**Written tasks:**
#1 How would you render the sentence "Hog hunting never goes out of season in South Carolina." from the hog hunting article in Spanish?
#2 Could you transcribe the hog hunting article word for word, starting with "These guys are" and going on through "of wild pigs."?

**Page extract:**
## start
Hog hunting never goes out of season in South Carolina.

Some hunters enjoy wild hogs because they offer a change of pace from deer or other hunting sports. Some take part as a means of keeping their woodsmanship and shooting skills "sharp." A final group does it simply because it's their personal passion.

There are outdoorsmen that are simply wild hog hunters. Obsessed with the sport, they hunt the tusked, wild pigs year-round. They go "hog wild" about the sport on its own merits.

Bruce Ayers and Josh Airey fit firmly in this group.

"We simply love to hunt hogs," Ayers said. "I got into the sport about 15 years ago, and I got hooked on hogs from the beginning. Granted, it does help hone hunting skills for other game. Certainly, Josh and I both love to hunt deer. But hogs offer a year-round hunting opportunity and enable us to spend unlimited time in the woods. We do the reverse from most hunters; we'll take a break from hog hunting to occasionally hunt deer."

These guys are pig hunters of the highest magnitude, and they spare no effort to be successful. They'll hunt hogs anywhere, but they specialize in the soggy terrain deep in the swamps along the Congaree River in Orangeburg County.

"I'm the first to admit that I'm a wild hog addict," Ayers said. "Make no mistake about it; I'm a hog hunter first and foremost. I simply enjoy the sport because of the challenge and the fact that I can do it year round."

Airey has been hog-hunting seriously for six years. He agrees with Ayers and said his kinship with the sport also embraces the use of specialized hunting equipment in the pursuit of wild pigs.

"I've discovered that hog hunting embraces many of the skills, and just as importantly, the high-tech equipment needed, to excel at deer and turkey hunting," Airey said. "Plus, I know it keeps my woodsmanship skills honed for turkey and deer hunting too."
## end
**Supplied data:**
## start
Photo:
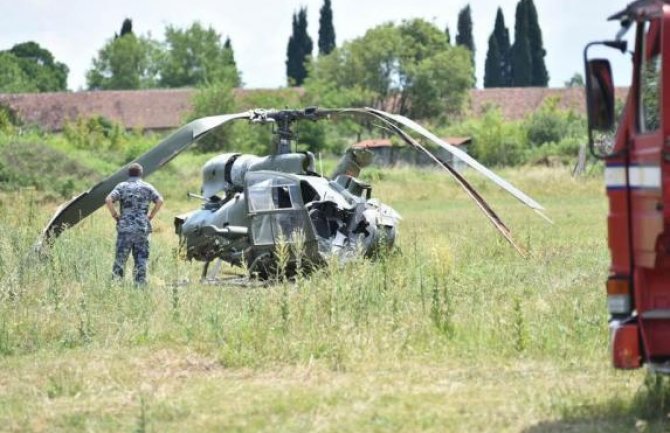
## end
**Results:**
#1 La caza de cerdos salvajes nunca está fuera de temporada en Carolina del Sur.

#2
These guys are pig hunters of the highest magnitude, and they spare no effort to be successful. They'll hunt hogs anywhere, but they specialize in the soggy terrain deep in the swamps along the Congaree River in Orangeburg County.

"I'm the first to admit that I'm a wild hog addict," Ayers said. "Make no mistake about it; I'm a hog hunter first and foremost. I simply enjoy the sport because of the challenge and the fact that I can do it year round."

Airey has been hog-hunting seriously for six years. He agrees with Ayers and said his kinship with the sport also embraces the use of specialized hunting equipment in the pursuit of wild pigs.